# PROBLEM A
Update the hearing article by writing out everything from "The study shows" down to "that of humans.", with "roundworm" changed to "nematode".
# PROBLEM B
Write what comes next in the hearing article, picking up after its final sentence.

*** Opening of STUDY TEXT ***

Breakthrough made possible by more than 60 million worms and state-of-the-art imaging only available at Oregon Health & Science University (OHSU) and two other national cryoEM laboratories in the United States.
Researchers at Oregon Health & Science University have, for the first time and in almost atomic detail, revealed the nature of the essential inner ear component that controls hearing.
Eric Gouaux, Ph.D., senior scientist at the OHSU Vollum Institute and a Howard Hughes Medical Institute investigator, who is also the study’s senior author, remarked “this is the last sensory system in which that fundamental molecular machinery has remained unknown.
“The molecular machinery that carries out this absolutely amazing process has been unresolved for decades.”
The finding was made after years of hard research to separate the process that allows the inner ear to transform vibrations into sound, known as the mechanosensory transduction complex.
The discovery, which used cryo-electron microscopy to reveal the structure, was detailed today in the journal Nature. The results could help find new ways to treat hearing problems, which affect more than 460 million people around the world.
The study shows the inner ear complex’s structural layout, which transforms vibrations into electrical impulses that the brain interprets as sound. The process is known as mechanosensory transduction, and it is responsible for the perceptions of balance and sound.
Scientists took use of the roundworm Caenorhabditis elegans’s mechanosensory complex, which is extremely similar to that of humans.
Gouaux says that the first step is to figure out the basic structure.
“It immediately suggests mechanisms by which one might be able to compensate for those deficits,” adds Gouaux. “If a mutation gives rise to a defect in the transduction channel that causes hearing loss, it’s possible to design a molecule that fits into that space and rescues the defect. Or it may mean we can strengthen interactions that have been weakened.”

*** Close of STUDY TEXT ***
*** Opening of DATA FOR ANALYSIS ***

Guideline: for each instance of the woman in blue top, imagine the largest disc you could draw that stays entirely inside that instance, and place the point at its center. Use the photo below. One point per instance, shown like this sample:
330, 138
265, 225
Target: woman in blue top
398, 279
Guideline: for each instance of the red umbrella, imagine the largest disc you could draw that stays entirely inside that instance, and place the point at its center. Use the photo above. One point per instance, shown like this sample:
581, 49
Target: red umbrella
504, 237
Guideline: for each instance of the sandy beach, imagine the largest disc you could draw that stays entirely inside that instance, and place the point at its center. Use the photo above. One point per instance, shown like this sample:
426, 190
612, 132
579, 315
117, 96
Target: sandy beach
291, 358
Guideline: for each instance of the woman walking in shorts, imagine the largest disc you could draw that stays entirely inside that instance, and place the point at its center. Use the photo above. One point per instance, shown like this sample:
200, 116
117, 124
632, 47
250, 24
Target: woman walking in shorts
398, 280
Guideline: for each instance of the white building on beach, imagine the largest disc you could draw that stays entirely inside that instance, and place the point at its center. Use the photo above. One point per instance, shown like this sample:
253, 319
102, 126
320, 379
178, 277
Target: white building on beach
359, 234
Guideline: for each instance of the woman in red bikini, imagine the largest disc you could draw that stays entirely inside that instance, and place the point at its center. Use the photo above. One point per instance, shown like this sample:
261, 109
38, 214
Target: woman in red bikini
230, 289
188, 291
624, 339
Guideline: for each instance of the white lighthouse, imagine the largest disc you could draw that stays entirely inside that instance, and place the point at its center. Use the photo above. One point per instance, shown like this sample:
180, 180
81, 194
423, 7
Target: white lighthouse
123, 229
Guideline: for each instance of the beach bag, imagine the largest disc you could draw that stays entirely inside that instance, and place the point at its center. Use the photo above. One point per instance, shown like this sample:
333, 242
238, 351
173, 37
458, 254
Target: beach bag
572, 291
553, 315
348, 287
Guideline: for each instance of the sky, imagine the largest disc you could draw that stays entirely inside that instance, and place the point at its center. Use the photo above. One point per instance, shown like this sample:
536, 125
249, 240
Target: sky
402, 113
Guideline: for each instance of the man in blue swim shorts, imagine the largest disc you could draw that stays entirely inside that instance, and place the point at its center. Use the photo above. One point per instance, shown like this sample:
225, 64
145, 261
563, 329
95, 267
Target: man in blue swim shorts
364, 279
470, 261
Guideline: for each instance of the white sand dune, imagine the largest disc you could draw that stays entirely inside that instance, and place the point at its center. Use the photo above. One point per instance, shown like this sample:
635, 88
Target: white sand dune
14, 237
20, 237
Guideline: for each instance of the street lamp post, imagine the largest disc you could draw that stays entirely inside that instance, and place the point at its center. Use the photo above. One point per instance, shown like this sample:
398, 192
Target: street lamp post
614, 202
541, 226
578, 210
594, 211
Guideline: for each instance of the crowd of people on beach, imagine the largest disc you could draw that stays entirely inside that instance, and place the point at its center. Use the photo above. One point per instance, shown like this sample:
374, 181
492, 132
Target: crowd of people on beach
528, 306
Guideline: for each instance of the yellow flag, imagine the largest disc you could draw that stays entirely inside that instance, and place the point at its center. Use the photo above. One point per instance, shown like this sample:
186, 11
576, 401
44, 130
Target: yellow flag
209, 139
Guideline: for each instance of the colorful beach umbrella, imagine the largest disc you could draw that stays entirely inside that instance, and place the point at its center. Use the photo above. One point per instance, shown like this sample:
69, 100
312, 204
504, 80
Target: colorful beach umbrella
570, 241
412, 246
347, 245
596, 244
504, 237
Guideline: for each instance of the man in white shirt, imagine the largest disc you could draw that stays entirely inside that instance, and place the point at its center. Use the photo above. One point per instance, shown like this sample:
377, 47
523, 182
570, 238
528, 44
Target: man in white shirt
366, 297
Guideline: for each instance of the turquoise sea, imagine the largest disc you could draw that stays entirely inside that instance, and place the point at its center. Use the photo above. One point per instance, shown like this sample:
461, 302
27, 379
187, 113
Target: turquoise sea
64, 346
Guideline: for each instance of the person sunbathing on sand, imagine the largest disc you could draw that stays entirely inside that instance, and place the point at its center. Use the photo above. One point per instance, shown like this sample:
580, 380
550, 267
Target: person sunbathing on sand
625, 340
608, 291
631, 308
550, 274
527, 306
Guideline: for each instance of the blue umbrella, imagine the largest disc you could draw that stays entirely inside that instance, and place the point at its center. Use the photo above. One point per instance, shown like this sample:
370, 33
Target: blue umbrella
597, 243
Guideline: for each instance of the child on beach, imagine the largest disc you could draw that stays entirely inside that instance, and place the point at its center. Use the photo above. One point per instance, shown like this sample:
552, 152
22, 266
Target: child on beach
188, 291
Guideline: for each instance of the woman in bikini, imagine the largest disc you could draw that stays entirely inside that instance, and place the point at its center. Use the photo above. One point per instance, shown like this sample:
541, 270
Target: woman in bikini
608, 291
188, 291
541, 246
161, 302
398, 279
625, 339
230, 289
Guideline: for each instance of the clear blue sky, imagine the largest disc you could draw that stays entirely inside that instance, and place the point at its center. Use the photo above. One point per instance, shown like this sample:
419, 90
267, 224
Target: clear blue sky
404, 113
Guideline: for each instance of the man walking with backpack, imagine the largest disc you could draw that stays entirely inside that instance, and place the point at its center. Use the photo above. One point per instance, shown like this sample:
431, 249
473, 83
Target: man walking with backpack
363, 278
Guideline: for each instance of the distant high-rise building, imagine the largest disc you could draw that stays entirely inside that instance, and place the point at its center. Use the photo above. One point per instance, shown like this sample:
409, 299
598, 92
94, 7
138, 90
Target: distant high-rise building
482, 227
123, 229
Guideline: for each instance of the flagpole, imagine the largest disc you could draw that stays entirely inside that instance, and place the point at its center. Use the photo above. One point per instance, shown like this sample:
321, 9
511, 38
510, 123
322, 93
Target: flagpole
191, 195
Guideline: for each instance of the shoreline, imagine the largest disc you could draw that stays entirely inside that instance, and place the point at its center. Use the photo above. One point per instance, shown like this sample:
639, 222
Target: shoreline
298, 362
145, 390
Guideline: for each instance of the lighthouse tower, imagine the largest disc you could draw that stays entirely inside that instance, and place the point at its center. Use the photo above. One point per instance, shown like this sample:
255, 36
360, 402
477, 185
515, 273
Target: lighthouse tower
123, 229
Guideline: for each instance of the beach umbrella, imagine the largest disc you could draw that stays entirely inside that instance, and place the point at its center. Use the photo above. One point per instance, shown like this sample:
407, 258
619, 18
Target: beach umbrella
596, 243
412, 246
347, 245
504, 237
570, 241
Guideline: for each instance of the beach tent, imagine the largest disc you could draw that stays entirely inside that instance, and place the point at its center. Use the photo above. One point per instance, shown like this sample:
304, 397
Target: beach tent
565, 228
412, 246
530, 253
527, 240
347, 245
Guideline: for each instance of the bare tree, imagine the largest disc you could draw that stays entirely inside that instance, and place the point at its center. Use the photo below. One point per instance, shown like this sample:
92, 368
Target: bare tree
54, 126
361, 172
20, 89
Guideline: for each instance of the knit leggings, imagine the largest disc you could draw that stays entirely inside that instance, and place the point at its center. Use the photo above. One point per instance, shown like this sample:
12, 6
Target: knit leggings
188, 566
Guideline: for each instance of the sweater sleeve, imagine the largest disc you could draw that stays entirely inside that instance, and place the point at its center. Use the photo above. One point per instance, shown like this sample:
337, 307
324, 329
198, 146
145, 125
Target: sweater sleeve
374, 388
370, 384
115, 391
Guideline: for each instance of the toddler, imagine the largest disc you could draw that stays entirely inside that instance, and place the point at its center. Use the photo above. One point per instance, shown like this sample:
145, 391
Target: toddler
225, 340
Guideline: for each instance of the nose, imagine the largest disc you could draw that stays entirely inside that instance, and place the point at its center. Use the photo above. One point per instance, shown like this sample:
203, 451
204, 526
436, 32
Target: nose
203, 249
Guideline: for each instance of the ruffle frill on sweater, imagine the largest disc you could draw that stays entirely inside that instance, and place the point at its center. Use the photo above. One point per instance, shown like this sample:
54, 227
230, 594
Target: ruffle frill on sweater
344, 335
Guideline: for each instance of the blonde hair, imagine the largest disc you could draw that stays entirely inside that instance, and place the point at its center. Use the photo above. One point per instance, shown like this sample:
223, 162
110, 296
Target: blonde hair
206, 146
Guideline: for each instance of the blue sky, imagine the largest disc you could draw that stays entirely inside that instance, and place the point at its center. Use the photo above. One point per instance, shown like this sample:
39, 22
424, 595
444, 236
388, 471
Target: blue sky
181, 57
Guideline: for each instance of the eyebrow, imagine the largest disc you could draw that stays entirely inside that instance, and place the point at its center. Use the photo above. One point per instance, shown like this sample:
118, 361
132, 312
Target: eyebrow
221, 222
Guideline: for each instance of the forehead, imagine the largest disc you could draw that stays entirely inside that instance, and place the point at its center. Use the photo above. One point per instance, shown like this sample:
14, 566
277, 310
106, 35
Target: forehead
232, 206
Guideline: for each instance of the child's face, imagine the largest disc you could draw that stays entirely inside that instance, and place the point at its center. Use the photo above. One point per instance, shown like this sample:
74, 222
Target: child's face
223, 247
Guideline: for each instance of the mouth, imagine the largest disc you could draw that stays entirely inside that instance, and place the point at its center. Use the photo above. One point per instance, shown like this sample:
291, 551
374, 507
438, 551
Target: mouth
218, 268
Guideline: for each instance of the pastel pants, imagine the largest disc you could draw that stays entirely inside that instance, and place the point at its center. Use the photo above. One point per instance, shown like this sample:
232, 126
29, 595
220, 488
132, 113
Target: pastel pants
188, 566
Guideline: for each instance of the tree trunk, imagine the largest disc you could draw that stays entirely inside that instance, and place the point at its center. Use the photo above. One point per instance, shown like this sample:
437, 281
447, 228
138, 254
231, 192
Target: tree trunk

*** Close of DATA FOR ANALYSIS ***

# WRITTEN ANSWER A
The study shows the inner ear complex’s structural layout, which transforms vibrations into electrical impulses that the brain interprets as sound. The process is known as mechanosensory transduction, and it is responsible for the perceptions of balance and sound.
Scientists took use of the nematode Caenorhabditis elegans’s mechanosensory complex, which is extremely similar to that of humans.

# WRITTEN ANSWER B
Hearing loss can be inherited due to gene mutations that change the proteins that make up the mechanosensory transduction complex. It can also happen due to injury, such as long-term exposure to high noise. In any event, the discovery made by OHSU researchers enables scientists to visualize the complex for the first time.
The discovery is a remarkable accomplishment, according to a renowned OHSU neuroscientist who was not directly engaged in the study.
“The auditory neuroscience field has been waiting for these results for decades, and now that they are right here — we are ecstatic,” adds Peter Barr-Gillespie, Ph.D., an OHSU research scientist and national leader in hearing research. “The results from this paper immediately suggest new avenues of research, and so will invigorate the field for years to come.”
Barr-Gillespie is also OHSU’s executive vice president and chief research officer.
Researchers solved the mystery by cultivating and isolating sixty million worms over a period of nearly five years.
“We spent several years optimizing worm-growth and protein-isolation methods, and had many ‘rock-bottom’ moments when we considered giving up,” says co-first author Sarah Clark.